> Set tasks
(a) Reproduce the part of the mailing list message about tasklet time outs that begins at the words "This has come" and stops after the words "way of stackless.main.run()".
(b) Take the mailing list message about tasklet time outs further, starting right after its last line.

> Excerpt to read
# # # #
[Stackless] tasklet time out

Kristján Valur Jónsson kristjan at ccpgames.com
Thu Mar 1 12:05:04 CET 2012

This has come up over here.  We have been thining, for example, that tasklets should be able themselves to break out of "run", withough the currently hacky way of stackless.main.run()
Also, some sort of "break" callback which can be called regularly to see if we ought to break, rather than rely on this weird "instruction count" thingie.

In fact, with some slight modifications to stackless, it ought to be possible to write your own scheduler in a simple way. (The problem is that tasklet.run() leaves the caller runnable.  Something like tasklet.run(remove=true) would be helpful as an atomic switching operation, allowing one to write one's own scheduler.)

I wrote something like this once, can post the source if anyone is interested.


> -----Original Message-----
> From: stackless-bounces at stackless.com [mailto:stackless-
> bounces at stackless.com] On Behalf Of Richard Tew
> Sent: 29. febrúar 2012 19:21
> To: The Stackless Python Mailing List
> Subject: Re: [Stackless] tasklet time out
> On Wed, Feb 29, 2012 at 11:06 PM, piyush singhai
> <singhai.piyush at gmail.com> wrote:
> > Now suppose one of the tasklet stuck in while true loop or infinite
> > loop because of the code bug you can say. Then no other tasklet will
> > get the turn to execute. I want to avoid this  scenario. I am trying
> > to do using
> > stackless.run(timeout) but this timeout is number of instruction.
# # # #
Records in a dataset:
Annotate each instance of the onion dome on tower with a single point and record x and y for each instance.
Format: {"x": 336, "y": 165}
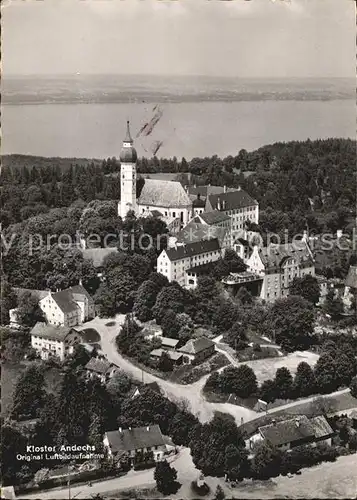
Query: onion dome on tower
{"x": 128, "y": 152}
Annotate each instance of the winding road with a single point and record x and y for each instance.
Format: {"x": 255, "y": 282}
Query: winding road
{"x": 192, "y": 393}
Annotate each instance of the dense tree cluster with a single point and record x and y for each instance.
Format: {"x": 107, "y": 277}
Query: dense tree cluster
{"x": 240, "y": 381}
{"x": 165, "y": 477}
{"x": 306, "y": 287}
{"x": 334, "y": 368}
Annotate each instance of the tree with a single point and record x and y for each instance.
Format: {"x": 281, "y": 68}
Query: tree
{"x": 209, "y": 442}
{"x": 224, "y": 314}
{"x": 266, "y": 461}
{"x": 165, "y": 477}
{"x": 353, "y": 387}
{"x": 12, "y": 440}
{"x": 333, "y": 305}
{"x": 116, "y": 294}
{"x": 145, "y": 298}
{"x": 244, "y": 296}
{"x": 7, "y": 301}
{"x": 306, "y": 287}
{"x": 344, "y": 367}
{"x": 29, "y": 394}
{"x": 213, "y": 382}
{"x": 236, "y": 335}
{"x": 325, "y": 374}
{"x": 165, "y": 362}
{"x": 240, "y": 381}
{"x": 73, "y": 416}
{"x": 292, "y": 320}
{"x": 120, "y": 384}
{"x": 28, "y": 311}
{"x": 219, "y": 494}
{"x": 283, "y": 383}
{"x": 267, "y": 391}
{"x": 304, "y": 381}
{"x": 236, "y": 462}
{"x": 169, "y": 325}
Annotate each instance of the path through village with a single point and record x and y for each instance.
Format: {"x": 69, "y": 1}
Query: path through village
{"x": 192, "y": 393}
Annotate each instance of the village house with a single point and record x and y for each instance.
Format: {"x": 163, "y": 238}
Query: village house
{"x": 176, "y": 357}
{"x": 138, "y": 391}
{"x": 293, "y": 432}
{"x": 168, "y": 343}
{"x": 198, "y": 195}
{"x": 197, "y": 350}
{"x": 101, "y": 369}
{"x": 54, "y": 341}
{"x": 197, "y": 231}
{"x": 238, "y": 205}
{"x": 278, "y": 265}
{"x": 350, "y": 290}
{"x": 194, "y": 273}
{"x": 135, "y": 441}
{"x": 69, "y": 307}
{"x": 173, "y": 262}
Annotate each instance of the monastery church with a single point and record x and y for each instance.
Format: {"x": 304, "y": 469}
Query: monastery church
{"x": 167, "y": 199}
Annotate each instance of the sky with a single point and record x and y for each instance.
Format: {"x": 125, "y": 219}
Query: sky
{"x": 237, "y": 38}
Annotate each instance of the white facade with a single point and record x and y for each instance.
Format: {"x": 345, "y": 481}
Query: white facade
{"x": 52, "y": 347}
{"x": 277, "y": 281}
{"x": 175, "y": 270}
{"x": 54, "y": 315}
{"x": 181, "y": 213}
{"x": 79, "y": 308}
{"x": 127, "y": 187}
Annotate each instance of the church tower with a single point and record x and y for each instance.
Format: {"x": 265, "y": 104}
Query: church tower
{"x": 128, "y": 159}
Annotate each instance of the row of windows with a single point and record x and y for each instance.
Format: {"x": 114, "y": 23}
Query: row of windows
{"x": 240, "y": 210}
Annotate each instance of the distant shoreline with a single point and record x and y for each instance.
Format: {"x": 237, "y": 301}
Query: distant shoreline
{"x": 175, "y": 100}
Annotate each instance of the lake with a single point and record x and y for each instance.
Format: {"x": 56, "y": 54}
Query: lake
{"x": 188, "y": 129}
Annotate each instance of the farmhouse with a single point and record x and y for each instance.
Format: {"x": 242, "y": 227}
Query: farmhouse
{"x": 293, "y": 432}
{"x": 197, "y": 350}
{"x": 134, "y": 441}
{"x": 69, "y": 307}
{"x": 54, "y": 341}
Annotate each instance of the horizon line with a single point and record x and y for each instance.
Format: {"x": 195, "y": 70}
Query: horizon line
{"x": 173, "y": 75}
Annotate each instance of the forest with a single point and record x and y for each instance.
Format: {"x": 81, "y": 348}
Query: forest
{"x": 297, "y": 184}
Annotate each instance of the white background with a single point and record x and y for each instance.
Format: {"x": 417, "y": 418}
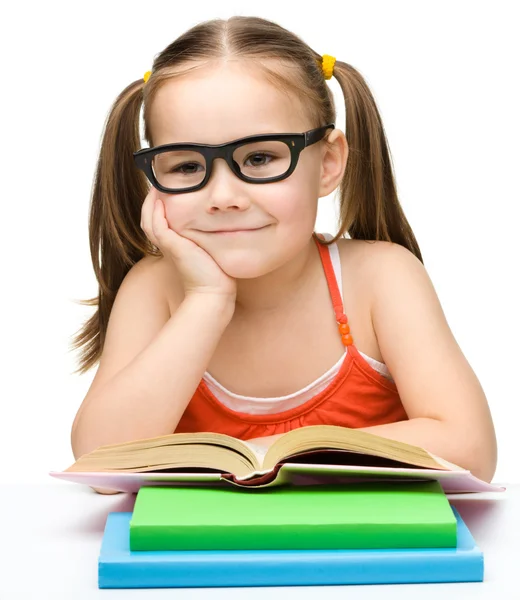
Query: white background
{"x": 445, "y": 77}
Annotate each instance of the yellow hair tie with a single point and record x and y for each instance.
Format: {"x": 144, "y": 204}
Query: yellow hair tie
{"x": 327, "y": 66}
# # # #
> Answer set
(a)
This has come up over here.  We have been thining, for example, that tasklets should be able themselves to break out of "run", withough the currently hacky way of stackless.main.run()

(b)
> You will have to make do with the instruction count timeout.  There is no
> support for actual time-based timeouts.
> In my experience the instruction count timeout has been perfectly fine for
> this purpose.  When you are pumping the scheduler, the theory is that
> tasklets spend most of their time outside of the scheduler blocked on
> channels.  So the scheduler is expected to never block for very long, time-
> wise or instruction count-wise.  Just decide on a low enough instruction
> count and you should be fine, a bit of experimentation should determine a
> suitable value.
> In practice, I've never seen our infinite loop detection kick in.  I know it
> definitely works, but infinite loops never happen in practice.
> Cheers,
> Richard.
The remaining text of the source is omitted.